DOCUMENT EXTRACT –

This is a repository of the data behind the No Ceilings site. To download all of the data in a single file, click here. Please use http://noceilings.org/data when linking to this page.
In 1995, at the UN Fourth World Conference on Women in Beijing, leaders from governments and civil society around the world came together and committed to ensuring that women and girls have the opportunity to participate fully in all aspects of life.
This year marks the 20th anniversary of that moment. The Bill & Melinda Gates Foundation and the No Ceilings initiative of the Bill, Hillary & Chelsea Clinton Foundation have joined forces to gather data and analyze the gains made for women and girls over the last two decades, as well as the gaps that remain.
This site and The Full Participation Report are the result—home to 850,000 data points, spanning more than 20 years, from over 190 countries. Through data visualizations and stories, we aim to present the gains and gaps in understandable, sharable ways—including by making the data open and easily available.
Learn more about No Ceilings here.
One of the most important aspects of this project is the compilation and collation of such a large number of statistics into a single location. We'd like to encourage students, researchers, and other curious people to do their own analyses and visualizations on topics they care about.
The data consists of ~900 topics (referred to as "indicators"), each of which covers a focus area across a set of years and a list of countries.

MATERIAL PROVIDED –

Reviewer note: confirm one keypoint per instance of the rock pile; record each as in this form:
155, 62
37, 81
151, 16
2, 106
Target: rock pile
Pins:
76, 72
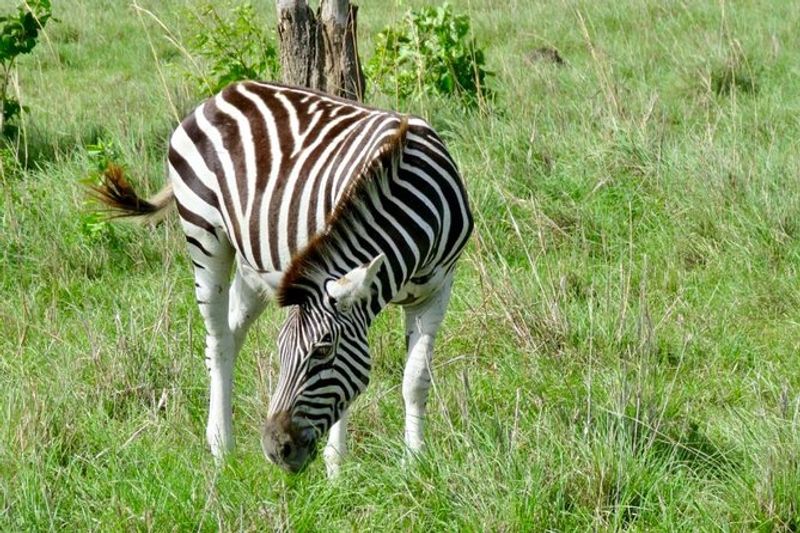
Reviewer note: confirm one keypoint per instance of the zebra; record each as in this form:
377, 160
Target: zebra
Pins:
330, 208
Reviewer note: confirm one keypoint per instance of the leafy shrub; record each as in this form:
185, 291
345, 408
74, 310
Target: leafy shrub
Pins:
234, 45
430, 52
19, 33
94, 223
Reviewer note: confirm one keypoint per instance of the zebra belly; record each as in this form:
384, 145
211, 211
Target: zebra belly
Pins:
417, 289
264, 283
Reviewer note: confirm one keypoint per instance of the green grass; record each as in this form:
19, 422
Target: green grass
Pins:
621, 348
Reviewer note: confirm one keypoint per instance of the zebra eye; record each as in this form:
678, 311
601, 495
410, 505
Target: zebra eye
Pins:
322, 349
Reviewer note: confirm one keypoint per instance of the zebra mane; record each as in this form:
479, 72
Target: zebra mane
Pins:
311, 259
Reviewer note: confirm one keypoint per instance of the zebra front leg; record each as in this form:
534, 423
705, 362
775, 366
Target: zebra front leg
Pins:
422, 323
212, 261
246, 305
336, 447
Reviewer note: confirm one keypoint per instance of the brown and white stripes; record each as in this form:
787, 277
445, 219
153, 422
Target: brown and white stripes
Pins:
323, 204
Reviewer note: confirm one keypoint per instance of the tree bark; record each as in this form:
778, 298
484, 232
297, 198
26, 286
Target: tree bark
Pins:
320, 52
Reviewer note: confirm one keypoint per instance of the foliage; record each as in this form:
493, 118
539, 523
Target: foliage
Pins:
102, 154
234, 46
431, 51
19, 33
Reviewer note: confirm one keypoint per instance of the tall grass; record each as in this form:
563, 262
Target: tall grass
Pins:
621, 348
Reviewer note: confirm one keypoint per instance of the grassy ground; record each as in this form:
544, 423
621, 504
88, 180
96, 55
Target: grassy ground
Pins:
622, 346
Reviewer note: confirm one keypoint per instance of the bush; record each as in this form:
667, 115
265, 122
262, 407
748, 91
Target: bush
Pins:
430, 52
19, 33
234, 45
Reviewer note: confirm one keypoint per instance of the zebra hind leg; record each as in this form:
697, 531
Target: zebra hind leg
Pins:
212, 257
336, 447
422, 323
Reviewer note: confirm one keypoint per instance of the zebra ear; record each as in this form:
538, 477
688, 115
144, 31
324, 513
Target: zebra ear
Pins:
355, 284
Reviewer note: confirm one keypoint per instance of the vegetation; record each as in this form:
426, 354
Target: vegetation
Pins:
621, 349
19, 33
233, 44
431, 52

TASK GOAL – Continue the description of the No Ceilings data repository above, picking up after its last sentence.

SOLVED PROBLEM –
The list of indicators is available in several formats: HTML, Markdown, CSV, and JSON.
Each indicator has a series entry that is unique. This code is used throughout to link from the indicators metadata file to the individual JSON and CSV files described in the next section.
The data is collected from many sources. They can be seen in the source column.
The primary, secondary, and tertiary columns are used in the map to organize the indicators into something that can be reasonably browsed. Instead of presenting users with ~900 entries topics, they're first grouped by theme. Next, there's a primary name (seen on the map as the title at the top).
For instance, for the indicator named Gross enrollment ratio in secondary school, female:
- the primary category is Gross enrollment ratio
- the secondary is secondary school
- and the tertiary is female
The flavor column is either num or a semicolon-separated list of variants for this entry. In the indicators.json file, this is an anachronism from the process of how the data was integrated (from the CSV files). In future releases, this property won't be present (or will be set to null
) for numeric data, and list the variants in an array (rather than requiring a split()
call in your code).
For instance, for the indicator titled Can married women pursue a trade or profession in the same way as a man? (seen here), the variants are listed in the flavor column as Yes;No;Other
.
This repository includes ~900 indicators, each in single files in both CSV and JSON format. Each file is named with its series code (described in the Indicators section, above).
Most data are between the years 1995-2014, but some data has 1990 entries, often for an indicator available in five year intervals (i.e. 1990, 1995, 2000...)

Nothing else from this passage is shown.